═════ RECORDS TO PROCESS ═════

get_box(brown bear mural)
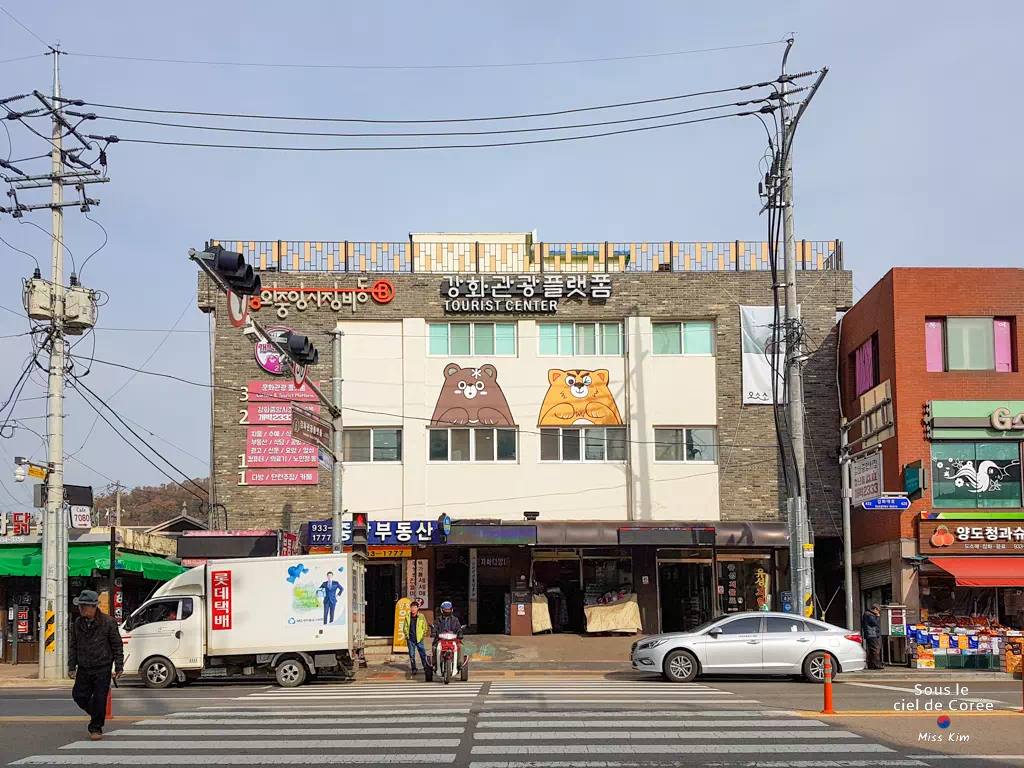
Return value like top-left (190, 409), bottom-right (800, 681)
top-left (537, 369), bottom-right (623, 427)
top-left (430, 362), bottom-right (515, 427)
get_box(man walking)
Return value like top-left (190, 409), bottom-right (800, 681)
top-left (860, 605), bottom-right (884, 670)
top-left (321, 570), bottom-right (345, 625)
top-left (68, 590), bottom-right (125, 741)
top-left (401, 600), bottom-right (429, 675)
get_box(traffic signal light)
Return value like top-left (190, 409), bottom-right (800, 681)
top-left (288, 334), bottom-right (319, 366)
top-left (200, 246), bottom-right (262, 296)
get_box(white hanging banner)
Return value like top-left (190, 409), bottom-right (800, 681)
top-left (739, 305), bottom-right (800, 406)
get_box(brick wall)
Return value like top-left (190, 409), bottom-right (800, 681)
top-left (841, 267), bottom-right (1024, 547)
top-left (199, 271), bottom-right (852, 536)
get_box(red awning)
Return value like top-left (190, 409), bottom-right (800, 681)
top-left (928, 557), bottom-right (1024, 587)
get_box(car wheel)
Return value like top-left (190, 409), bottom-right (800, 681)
top-left (273, 658), bottom-right (306, 688)
top-left (804, 650), bottom-right (839, 683)
top-left (139, 656), bottom-right (178, 689)
top-left (664, 650), bottom-right (697, 683)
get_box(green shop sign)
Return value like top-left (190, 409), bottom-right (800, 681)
top-left (925, 400), bottom-right (1024, 440)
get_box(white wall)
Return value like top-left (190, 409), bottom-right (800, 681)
top-left (339, 317), bottom-right (719, 521)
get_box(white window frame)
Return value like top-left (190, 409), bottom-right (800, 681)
top-left (341, 426), bottom-right (406, 464)
top-left (427, 425), bottom-right (519, 465)
top-left (537, 424), bottom-right (630, 465)
top-left (650, 319), bottom-right (718, 357)
top-left (652, 424), bottom-right (720, 465)
top-left (537, 321), bottom-right (626, 357)
top-left (427, 321), bottom-right (519, 357)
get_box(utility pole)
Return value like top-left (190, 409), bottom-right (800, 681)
top-left (331, 328), bottom-right (346, 552)
top-left (778, 38), bottom-right (828, 615)
top-left (42, 48), bottom-right (68, 680)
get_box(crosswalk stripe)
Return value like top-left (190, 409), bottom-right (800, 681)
top-left (469, 756), bottom-right (929, 768)
top-left (476, 713), bottom-right (827, 736)
top-left (153, 710), bottom-right (469, 726)
top-left (60, 738), bottom-right (461, 752)
top-left (483, 698), bottom-right (761, 707)
top-left (10, 752), bottom-right (456, 766)
top-left (111, 720), bottom-right (466, 738)
top-left (184, 702), bottom-right (470, 718)
top-left (473, 730), bottom-right (860, 743)
top-left (479, 710), bottom-right (798, 725)
top-left (472, 742), bottom-right (895, 765)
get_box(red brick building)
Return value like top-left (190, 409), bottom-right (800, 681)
top-left (838, 268), bottom-right (1024, 627)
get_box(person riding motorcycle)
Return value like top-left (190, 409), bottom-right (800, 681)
top-left (430, 600), bottom-right (463, 641)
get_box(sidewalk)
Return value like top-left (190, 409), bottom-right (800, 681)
top-left (0, 664), bottom-right (74, 688)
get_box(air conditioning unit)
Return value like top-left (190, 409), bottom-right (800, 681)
top-left (23, 278), bottom-right (53, 321)
top-left (65, 286), bottom-right (96, 335)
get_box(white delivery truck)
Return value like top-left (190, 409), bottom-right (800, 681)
top-left (121, 554), bottom-right (367, 688)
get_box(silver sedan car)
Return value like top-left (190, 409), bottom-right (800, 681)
top-left (630, 611), bottom-right (866, 683)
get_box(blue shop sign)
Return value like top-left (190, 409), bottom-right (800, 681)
top-left (309, 520), bottom-right (441, 547)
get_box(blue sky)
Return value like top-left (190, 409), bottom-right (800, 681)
top-left (0, 0), bottom-right (1024, 509)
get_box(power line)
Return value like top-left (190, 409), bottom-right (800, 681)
top-left (66, 352), bottom-right (776, 450)
top-left (89, 108), bottom-right (774, 153)
top-left (0, 5), bottom-right (50, 48)
top-left (75, 72), bottom-right (798, 125)
top-left (68, 40), bottom-right (782, 71)
top-left (68, 375), bottom-right (206, 501)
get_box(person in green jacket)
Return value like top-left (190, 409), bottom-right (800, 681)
top-left (401, 600), bottom-right (427, 675)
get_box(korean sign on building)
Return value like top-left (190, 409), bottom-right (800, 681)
top-left (918, 520), bottom-right (1024, 555)
top-left (210, 570), bottom-right (231, 631)
top-left (308, 520), bottom-right (441, 547)
top-left (440, 273), bottom-right (611, 312)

═════

Rewrite the records starting at the line containing "get_box(person riding motorcycle)" and ending at the last line, keeping every line, requests included. Shift each coordinate in the answer boxes by adding 124 to it.

### WRITTEN SOLUTION
get_box(person riding motorcycle)
Return value like top-left (190, 409), bottom-right (800, 681)
top-left (554, 724), bottom-right (587, 765)
get_box(sidewalk)
Return value like top-left (190, 409), bottom-right (800, 681)
top-left (124, 788), bottom-right (198, 812)
get_box(air conditioning unit)
Return value like top-left (190, 409), bottom-right (800, 681)
top-left (147, 402), bottom-right (177, 445)
top-left (189, 410), bottom-right (220, 459)
get_box(white delivery truck)
Return value like top-left (190, 409), bottom-right (800, 681)
top-left (245, 678), bottom-right (491, 812)
get_box(silver sedan car)
Return value like top-left (190, 409), bottom-right (800, 681)
top-left (754, 735), bottom-right (990, 807)
get_box(blue shop sign)
Return value like top-left (190, 409), bottom-right (800, 681)
top-left (433, 644), bottom-right (565, 671)
get_box(blue sky)
Return value like top-left (190, 409), bottom-right (800, 681)
top-left (124, 124), bottom-right (1148, 633)
get_box(power line)
Return value like top-left (190, 409), bottom-right (800, 681)
top-left (190, 476), bottom-right (900, 574)
top-left (213, 232), bottom-right (898, 277)
top-left (124, 129), bottom-right (174, 172)
top-left (199, 196), bottom-right (922, 249)
top-left (192, 164), bottom-right (906, 195)
top-left (192, 499), bottom-right (330, 625)
get_box(person in green jacket)
Return value like top-left (190, 409), bottom-right (800, 681)
top-left (525, 724), bottom-right (551, 799)
get_box(korean sign on building)
Return value like top-left (190, 409), bottom-right (800, 681)
top-left (1042, 644), bottom-right (1148, 679)
top-left (334, 694), bottom-right (355, 755)
top-left (432, 644), bottom-right (565, 671)
top-left (564, 397), bottom-right (735, 436)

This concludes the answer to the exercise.